Start of GIVEN DATA

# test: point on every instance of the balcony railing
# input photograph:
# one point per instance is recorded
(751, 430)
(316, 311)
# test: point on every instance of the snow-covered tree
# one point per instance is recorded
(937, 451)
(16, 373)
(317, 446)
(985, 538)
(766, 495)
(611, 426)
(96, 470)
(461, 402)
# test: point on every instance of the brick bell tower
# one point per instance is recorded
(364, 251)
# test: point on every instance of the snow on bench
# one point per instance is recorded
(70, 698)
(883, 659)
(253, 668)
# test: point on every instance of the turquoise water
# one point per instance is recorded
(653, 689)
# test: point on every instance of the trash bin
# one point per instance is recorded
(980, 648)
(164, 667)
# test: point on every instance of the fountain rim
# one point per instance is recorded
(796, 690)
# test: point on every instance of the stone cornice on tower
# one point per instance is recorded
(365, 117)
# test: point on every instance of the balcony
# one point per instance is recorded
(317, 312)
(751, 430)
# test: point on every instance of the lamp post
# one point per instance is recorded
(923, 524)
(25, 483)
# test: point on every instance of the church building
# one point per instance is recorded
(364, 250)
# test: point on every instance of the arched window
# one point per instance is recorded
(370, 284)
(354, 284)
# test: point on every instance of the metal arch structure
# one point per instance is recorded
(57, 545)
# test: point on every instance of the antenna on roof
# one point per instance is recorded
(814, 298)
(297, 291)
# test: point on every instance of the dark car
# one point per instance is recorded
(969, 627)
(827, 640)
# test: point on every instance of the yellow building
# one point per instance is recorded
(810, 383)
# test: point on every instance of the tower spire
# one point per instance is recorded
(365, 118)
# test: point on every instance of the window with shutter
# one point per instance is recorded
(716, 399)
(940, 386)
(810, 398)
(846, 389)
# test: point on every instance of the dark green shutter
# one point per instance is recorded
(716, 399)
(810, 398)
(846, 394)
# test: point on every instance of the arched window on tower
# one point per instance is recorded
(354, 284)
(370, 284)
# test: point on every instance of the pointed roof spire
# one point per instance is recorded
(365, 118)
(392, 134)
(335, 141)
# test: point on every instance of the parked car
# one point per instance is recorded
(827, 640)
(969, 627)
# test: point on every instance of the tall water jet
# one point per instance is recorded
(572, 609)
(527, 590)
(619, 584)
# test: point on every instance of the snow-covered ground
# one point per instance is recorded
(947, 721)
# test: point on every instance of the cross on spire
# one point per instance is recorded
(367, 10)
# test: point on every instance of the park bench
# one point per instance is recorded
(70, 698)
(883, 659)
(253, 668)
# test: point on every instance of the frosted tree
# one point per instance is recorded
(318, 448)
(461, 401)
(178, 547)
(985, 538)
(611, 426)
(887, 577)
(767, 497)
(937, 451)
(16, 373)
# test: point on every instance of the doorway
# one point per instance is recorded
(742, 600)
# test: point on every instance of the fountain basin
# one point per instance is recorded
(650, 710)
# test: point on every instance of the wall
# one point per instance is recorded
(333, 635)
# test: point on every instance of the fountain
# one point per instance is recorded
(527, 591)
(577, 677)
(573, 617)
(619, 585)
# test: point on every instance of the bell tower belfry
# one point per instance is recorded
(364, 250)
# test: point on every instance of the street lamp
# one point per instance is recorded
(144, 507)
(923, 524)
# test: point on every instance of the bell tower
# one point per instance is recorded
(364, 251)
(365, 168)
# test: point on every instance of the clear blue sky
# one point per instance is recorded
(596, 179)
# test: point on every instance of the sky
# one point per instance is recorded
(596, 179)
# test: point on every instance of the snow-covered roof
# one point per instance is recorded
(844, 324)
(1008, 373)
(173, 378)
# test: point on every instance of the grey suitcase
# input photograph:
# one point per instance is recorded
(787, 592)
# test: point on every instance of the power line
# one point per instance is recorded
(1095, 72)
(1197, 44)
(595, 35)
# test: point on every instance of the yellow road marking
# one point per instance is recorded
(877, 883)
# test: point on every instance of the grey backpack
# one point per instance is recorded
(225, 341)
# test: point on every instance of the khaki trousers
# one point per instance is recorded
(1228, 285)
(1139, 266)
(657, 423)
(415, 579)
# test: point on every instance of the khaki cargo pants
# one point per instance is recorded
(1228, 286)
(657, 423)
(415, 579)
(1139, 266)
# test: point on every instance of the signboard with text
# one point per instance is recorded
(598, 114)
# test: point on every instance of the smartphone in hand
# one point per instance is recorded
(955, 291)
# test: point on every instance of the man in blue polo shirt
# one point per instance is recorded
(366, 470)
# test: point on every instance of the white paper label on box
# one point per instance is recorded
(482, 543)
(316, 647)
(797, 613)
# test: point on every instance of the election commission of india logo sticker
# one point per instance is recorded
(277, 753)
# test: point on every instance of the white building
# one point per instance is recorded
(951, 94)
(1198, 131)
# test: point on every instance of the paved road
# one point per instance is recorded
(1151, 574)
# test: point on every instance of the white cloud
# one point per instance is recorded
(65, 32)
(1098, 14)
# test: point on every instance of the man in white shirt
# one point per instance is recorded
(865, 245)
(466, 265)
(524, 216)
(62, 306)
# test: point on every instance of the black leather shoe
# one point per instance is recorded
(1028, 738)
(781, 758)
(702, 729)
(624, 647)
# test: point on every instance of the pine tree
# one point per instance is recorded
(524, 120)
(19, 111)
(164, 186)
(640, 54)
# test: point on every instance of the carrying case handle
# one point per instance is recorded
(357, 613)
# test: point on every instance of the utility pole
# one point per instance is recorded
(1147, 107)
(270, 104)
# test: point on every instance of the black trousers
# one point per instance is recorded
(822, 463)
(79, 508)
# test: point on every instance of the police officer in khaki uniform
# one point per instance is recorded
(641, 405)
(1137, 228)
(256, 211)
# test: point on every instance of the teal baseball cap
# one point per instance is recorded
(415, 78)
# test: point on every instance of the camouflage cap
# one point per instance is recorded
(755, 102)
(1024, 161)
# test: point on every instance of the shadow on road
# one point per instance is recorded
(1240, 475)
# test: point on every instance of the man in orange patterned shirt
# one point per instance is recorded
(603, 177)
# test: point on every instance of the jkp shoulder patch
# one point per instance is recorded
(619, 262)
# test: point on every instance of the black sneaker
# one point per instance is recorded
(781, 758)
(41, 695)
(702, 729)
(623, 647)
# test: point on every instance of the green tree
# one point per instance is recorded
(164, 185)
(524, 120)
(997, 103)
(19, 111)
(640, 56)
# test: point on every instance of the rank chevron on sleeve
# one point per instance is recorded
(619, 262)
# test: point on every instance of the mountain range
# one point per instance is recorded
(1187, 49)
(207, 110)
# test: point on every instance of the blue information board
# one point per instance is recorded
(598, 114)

End of GIVEN DATA

- STATED TASK
Please copy every row above word for word.

- WRITTEN REPLY
# test: point on every instance of the balcony railing
# input photograph:
# one point per instance is recorded
(751, 430)
(316, 311)
# test: point on every instance of the snow-covered tree
# one point per instance is recorded
(937, 451)
(16, 373)
(317, 446)
(985, 538)
(766, 495)
(611, 426)
(96, 470)
(461, 402)
# test: point on every instance of the brick bell tower
# one point per instance is recorded
(364, 251)
# test: point on every instance of the snow on bench
# one point per instance is recorded
(70, 698)
(883, 659)
(253, 668)
# test: point on every instance of the turquoise water
# one point per instance is recorded
(653, 689)
# test: point on every instance of the trash bin
# one point per instance is recorded
(980, 648)
(164, 667)
# test: point on every instance of the fountain rim
# one point per instance is recorded
(796, 690)
# test: point on every instance of the stone cornice on tower
# one point per instance is recorded
(365, 117)
# test: point on every instance of the balcony
# one point per instance is recorded
(317, 312)
(751, 430)
# test: point on every instance of the lamp post
# one point per instance is recorded
(923, 524)
(25, 483)
# test: point on every instance of the church building
# one point per instance is recorded
(364, 250)
# test: point on every instance of the arched window
# one point per instance is recorded
(370, 284)
(354, 284)
# test: point on every instance of the metal arch structure
# one point per instance is recorded
(57, 545)
# test: point on every instance of the antenna on roof
# one point per instance is recorded
(814, 298)
(297, 291)
# test: point on every instance of the dark car
# one point per instance is recorded
(969, 627)
(827, 640)
# test: point on every instance of the yellow building
# one point per instance is recorded
(810, 383)
# test: point on every instance of the tower spire
# one point per instance is recorded
(365, 118)
# test: point on every instance of the window with shutter
# one point per instance is recorded
(716, 399)
(940, 386)
(810, 398)
(846, 389)
# test: point on every instance of the dark green shutter
# one point per instance is recorded
(716, 399)
(810, 398)
(846, 394)
# test: point on every instance of the arched window on tower
# one point per instance is recorded
(354, 284)
(370, 284)
# test: point on every instance of the pointed roof spire
# one point per instance is recorded
(365, 118)
(392, 134)
(335, 141)
# test: point on every instance of the parked car
# one point per instance is recorded
(827, 640)
(969, 627)
# test: point on every instance of the tall water jet
# one point per instance is recorded
(572, 609)
(527, 590)
(619, 584)
# test: point on every instance of the snow-covered ground
# one point per instance is recorded
(947, 721)
# test: point on every instance of the cross on spire
# one point per instance is recorded
(367, 10)
# test: point on every instance of the park bench
# one point per instance is recorded
(70, 698)
(883, 659)
(253, 668)
# test: point on every instance of the frosted tree
# one point per instance is recorded
(318, 448)
(461, 401)
(178, 547)
(985, 538)
(611, 426)
(887, 577)
(767, 497)
(937, 451)
(16, 373)
# test: point on every instance of the doorway
# one point per instance is recorded
(742, 600)
# test: point on every instance of the fountain basin
# one point per instance is recorded
(650, 710)
# test: point on every instance of the wall
# one point per instance is recorded
(333, 635)
# test: point on every instance of the fountain
# one point per instance is recorded
(527, 591)
(577, 677)
(573, 617)
(619, 585)
# test: point on every instance of the bell tower belfry
# one point per instance is recorded
(364, 250)
# test: point on every instance of the street lamp
# one point per instance is recorded
(144, 507)
(923, 524)
# test: point on every instance of the bell tower
# one point per instance is recorded
(364, 251)
(365, 168)
# test: point on every instance of the clear blue sky
# one point per instance is recorded
(596, 179)
# test: point on every instance of the sky
# one point per instance is recorded
(596, 179)
# test: point on every instance of the snow-covered roof
# one point per instance is recorded
(844, 324)
(1008, 373)
(173, 378)
# test: point on every instance of the grey suitcase
# input photograph:
# one point per instance is recorded
(787, 592)
# test: point on every instance of the power line
# one point per instance is recorded
(1095, 72)
(1197, 44)
(595, 35)
# test: point on every instance of the yellow road marking
# one point per instance is recorded
(877, 883)
# test: point on every instance of the grey backpack
# one point per instance is recorded
(225, 341)
# test: point on every instance of the khaki trousers
# one point per instance is recorded
(1228, 285)
(1139, 266)
(657, 423)
(415, 579)
# test: point on every instance of the khaki cargo pants
# one point per instance is recorded
(1228, 286)
(657, 423)
(415, 579)
(1139, 266)
# test: point on every instance of the signboard with text
# one point per instance is recorded
(598, 114)
# test: point on every instance of the smartphone in hand
# one point per instance is recorded
(955, 291)
# test: point on every instance of the man in blue polo shirt
# one point per instance is recorded
(366, 470)
# test: point on every instance of the white paper label on box
# one point per instance is recorded
(482, 543)
(316, 647)
(797, 613)
# test: point on every instance of the election commission of india logo sticker
# one point per instance is recorded
(277, 753)
# test: point on every instance of the white building
# one point per instance is recorded
(951, 94)
(1198, 131)
# test: point on every instance of the paved road
# one point per instance is recorded
(1151, 574)
# test: point on every instance of the white cloud
# one point per instance is recorded
(65, 32)
(1098, 14)
# test: point on every instance of the man in white shirt
# one point per instance is recorded
(865, 245)
(466, 265)
(524, 216)
(62, 306)
# test: point on every instance of the black leather shoe
# one point per instance is recorded
(1028, 738)
(781, 758)
(702, 729)
(624, 647)
# test: point on every instance of the pine tree
# one point per instance is recorded
(524, 120)
(19, 111)
(164, 186)
(640, 54)
# test: point on every instance of the carrying case handle
# one point per instance is recorded
(357, 613)
# test: point on every instance of the utility pole
# one point per instance is recorded
(1147, 107)
(270, 104)
# test: point on every instance of the black trousers
# one point per instance is recorded
(822, 463)
(79, 508)
# test: point on every instance of the police officer in khaki uniform
# one point per instance is recorded
(641, 405)
(1137, 228)
(256, 211)
# test: point on every instance of the teal baseball cap
# one point per instance is recorded
(415, 78)
# test: point on every instance of the camouflage cap
# one point per instance is recorded
(755, 102)
(1024, 161)
# test: point on every instance of the shadow on road
# one point per instance is recorded
(1240, 475)
# test: point on every instance of the man in orange patterned shirt
# one point per instance is recorded
(603, 177)
# test: point on every instance of the jkp shoulder patch
# one point per instance is recorded
(619, 262)
# test: point on every instance of the black sneaker
# one point per instance is recorded
(781, 758)
(41, 695)
(702, 729)
(623, 647)
# test: point on every instance of the green tree
# one point per instance is recorded
(164, 185)
(524, 120)
(997, 103)
(19, 111)
(640, 56)
# test: point on every instance of the rank chevron on sleeve
# one point per instance is recorded
(619, 262)
# test: point on every instance of the mountain range
# one point per instance is recorded
(1187, 49)
(207, 110)
# test: point on every instance of the blue information board
# one point per instance is recorded
(598, 114)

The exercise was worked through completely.